Two investigators were assigned to the case—Louis-Albert Fonfrède, the local investigating magistrate, and a Dijon-based prosecutor named Tondut. They suspected the unknown vagabond whom Messner and others had seen in the area and started gathering testimony. Several people along the road that day had seen a mean-looking vagabond wearing gray pants, a tattered blue shirt, and wooden-soled shoes. Fonfrède sent out a bul
letin to surrounding districts, advising people to be alert for a man who matched that description. It was carried by newspapers as far away as Paris and Lyon.
The dragnet progressed normally for the next week and a half. Police in surrounding areas captured, interrogated, and released several suspects. But a rumor began to circulate regarding Eugène Grenier. Many people in town envied him for his wealth and property and resented his youthful reputation for laziness and dissolute ways (although he was now respectably married and had children). Some began to whisper that Grenier had spotted Augustine’s body so quickly because he knew precisely where to look. Gossips said Grenier must have tried to force himself on Augustine and then killed her when she refused. It did not matter that Grenier had never shown an impulse toward violence or aggression.
Fonfrède and Tondut interrogated Grenier and his wife separately and also spoke with several of their employees. Their alibis checked out, and the two were set free. But their ordeal was just beginning.
The late nineteenth century saw the sudden and wild proliferation of the penny press, the first incarnation of the modern mass media.7 So-called because a newspaper cost only a penny or two, this form of popular journalism was taking France by storm, just as in Britain and the United States. After decades of censorship, French journalism was invigorated by new laws prescribing broad areas of press freedom. New technologies, including the Linotype machine, which made typesetting almost as fast as typing, and the rotary printing press, made it possible to churn out huge volumes of newspapers quickly and cheaply. The telegraph enabled correspondents to wire in stories from far corners of the world and from the equally inaccessible corners of France. The skyrocketing literacy rates gave newspapers millions of new readers, and the newly developing advertising industry yielded revenue beyond what the cheap newsstand price could provide.

▶ Prompt A
Answer these questions about the page excerpt:
(i) Who was the local investigating magistrate assigned to the case?
(ii) What was the vagabond seen wearing?
(iii) Which machine made typesetting almost as fast as typing?
▶ Prompt B
Pull the passage of the page excerpt from "Two investigators were" to "Paris and Lyon." and copy it word for word.

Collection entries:
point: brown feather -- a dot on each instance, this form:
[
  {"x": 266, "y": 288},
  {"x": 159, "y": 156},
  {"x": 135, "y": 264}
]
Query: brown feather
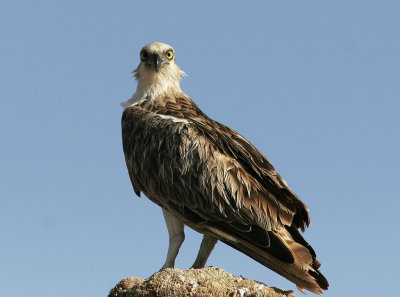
[{"x": 218, "y": 183}]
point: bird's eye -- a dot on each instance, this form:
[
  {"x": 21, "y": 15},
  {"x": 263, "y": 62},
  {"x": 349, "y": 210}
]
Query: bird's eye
[
  {"x": 169, "y": 54},
  {"x": 144, "y": 55}
]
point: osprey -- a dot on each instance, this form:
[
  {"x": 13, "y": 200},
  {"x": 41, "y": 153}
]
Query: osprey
[{"x": 207, "y": 176}]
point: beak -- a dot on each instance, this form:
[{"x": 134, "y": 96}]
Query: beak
[{"x": 156, "y": 61}]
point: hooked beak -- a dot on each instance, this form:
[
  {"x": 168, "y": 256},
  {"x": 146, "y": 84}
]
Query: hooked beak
[{"x": 156, "y": 61}]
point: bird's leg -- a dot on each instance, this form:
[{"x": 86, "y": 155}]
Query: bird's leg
[
  {"x": 207, "y": 245},
  {"x": 176, "y": 238}
]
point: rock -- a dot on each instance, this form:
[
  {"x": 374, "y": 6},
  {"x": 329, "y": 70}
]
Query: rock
[{"x": 205, "y": 282}]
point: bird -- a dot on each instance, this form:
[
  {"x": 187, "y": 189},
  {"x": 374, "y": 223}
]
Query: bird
[{"x": 210, "y": 178}]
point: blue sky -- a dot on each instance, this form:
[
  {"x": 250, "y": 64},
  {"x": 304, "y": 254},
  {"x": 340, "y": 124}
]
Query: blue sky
[{"x": 314, "y": 85}]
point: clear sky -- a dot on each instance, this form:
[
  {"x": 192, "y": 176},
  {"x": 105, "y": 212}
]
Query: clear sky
[{"x": 315, "y": 85}]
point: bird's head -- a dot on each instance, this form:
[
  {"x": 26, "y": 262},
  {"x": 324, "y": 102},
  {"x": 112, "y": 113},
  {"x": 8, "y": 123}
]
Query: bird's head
[
  {"x": 157, "y": 74},
  {"x": 158, "y": 65}
]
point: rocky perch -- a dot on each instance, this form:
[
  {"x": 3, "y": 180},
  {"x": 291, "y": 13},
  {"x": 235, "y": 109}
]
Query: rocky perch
[{"x": 205, "y": 282}]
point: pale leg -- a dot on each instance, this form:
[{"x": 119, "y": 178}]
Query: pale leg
[
  {"x": 207, "y": 245},
  {"x": 176, "y": 238}
]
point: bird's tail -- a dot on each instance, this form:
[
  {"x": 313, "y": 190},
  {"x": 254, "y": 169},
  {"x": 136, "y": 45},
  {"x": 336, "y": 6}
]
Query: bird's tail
[{"x": 286, "y": 253}]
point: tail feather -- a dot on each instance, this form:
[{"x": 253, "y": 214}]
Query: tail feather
[{"x": 301, "y": 268}]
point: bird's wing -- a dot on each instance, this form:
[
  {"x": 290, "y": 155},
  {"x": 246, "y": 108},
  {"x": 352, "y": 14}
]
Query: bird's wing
[{"x": 220, "y": 184}]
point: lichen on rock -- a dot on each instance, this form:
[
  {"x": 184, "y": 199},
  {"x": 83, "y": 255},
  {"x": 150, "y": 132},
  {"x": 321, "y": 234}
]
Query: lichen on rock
[{"x": 205, "y": 282}]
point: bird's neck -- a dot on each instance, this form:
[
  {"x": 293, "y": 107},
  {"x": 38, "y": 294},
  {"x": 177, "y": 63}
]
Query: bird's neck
[{"x": 153, "y": 87}]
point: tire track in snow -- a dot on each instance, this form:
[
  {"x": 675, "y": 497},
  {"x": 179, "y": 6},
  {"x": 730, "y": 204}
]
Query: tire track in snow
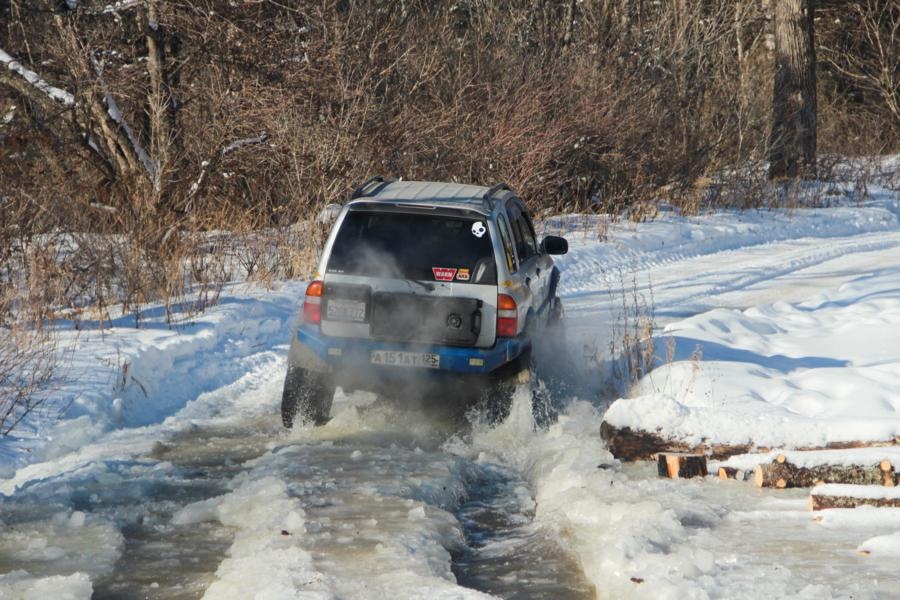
[{"x": 682, "y": 286}]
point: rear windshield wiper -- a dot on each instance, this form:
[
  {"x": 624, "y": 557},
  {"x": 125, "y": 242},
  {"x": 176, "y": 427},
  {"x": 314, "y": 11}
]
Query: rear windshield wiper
[{"x": 428, "y": 286}]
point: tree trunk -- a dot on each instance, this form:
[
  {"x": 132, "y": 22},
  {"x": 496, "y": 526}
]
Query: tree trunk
[
  {"x": 678, "y": 465},
  {"x": 792, "y": 145}
]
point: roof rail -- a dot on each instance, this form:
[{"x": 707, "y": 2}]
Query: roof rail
[
  {"x": 362, "y": 191},
  {"x": 489, "y": 195}
]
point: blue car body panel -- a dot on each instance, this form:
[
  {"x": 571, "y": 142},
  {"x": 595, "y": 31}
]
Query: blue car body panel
[{"x": 341, "y": 353}]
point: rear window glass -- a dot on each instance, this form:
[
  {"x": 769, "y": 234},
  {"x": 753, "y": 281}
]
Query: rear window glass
[{"x": 414, "y": 246}]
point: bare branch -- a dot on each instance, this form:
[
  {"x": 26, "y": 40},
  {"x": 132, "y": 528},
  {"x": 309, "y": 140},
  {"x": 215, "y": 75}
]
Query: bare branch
[{"x": 54, "y": 93}]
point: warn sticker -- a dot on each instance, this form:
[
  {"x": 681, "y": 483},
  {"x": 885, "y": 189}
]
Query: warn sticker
[{"x": 443, "y": 273}]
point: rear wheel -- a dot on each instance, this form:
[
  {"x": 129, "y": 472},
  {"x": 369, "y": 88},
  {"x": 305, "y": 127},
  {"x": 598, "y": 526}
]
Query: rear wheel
[{"x": 308, "y": 395}]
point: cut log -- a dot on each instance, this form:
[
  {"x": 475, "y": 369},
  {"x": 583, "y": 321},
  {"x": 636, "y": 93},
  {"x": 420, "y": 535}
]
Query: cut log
[
  {"x": 725, "y": 473},
  {"x": 728, "y": 473},
  {"x": 851, "y": 496},
  {"x": 786, "y": 475},
  {"x": 678, "y": 465},
  {"x": 630, "y": 444},
  {"x": 889, "y": 478}
]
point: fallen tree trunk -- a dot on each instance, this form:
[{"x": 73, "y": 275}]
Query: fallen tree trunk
[
  {"x": 630, "y": 444},
  {"x": 782, "y": 474},
  {"x": 851, "y": 496}
]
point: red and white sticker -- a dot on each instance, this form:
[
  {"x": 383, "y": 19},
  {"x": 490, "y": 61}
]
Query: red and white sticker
[{"x": 443, "y": 273}]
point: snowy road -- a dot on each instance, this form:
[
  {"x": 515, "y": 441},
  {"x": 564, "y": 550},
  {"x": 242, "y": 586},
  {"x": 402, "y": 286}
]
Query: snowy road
[{"x": 207, "y": 496}]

▶ Expected output A
(i) Louis-Albert Fonfrède
(ii) Gray pants, a tattered blue shirt, and wooden-soled shoes
(iii) The Linotype machine

▶ Expected output B
Two investigators were assigned to the case—Louis-Albert Fonfrède, the local investigating magistrate, and a Dijon-based prosecutor named Tondut. They suspected the unknown vagabond whom Messner and others had seen in the area and started gathering testimony. Several people along the road that day had seen a mean-looking vagabond wearing gray pants, a tattered blue shirt, and wooden-soled shoes. Fonfrède sent out a bul
letin to surrounding districts, advising people to be alert for a man who matched that description. It was carried by newspapers as far away as Paris and Lyon.